## SET EXERCISE
List every line of the records that contains the string "xmax".

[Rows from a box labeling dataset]
++++++++++++++++++++
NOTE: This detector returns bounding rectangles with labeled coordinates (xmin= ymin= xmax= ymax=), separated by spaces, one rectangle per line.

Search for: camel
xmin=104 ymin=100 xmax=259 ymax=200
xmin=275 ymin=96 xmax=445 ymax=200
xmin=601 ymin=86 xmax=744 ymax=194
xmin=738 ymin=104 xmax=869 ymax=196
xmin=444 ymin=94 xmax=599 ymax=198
++++++++++++++++++++
## RESPONSE TO THE EXERCISE
NOTE: This detector returns bounding rectangles with labeled coordinates (xmin= ymin= xmax= ymax=), separated by spaces, one rectangle per line.
xmin=104 ymin=100 xmax=259 ymax=200
xmin=275 ymin=96 xmax=445 ymax=200
xmin=601 ymin=86 xmax=744 ymax=194
xmin=738 ymin=104 xmax=869 ymax=196
xmin=444 ymin=94 xmax=599 ymax=198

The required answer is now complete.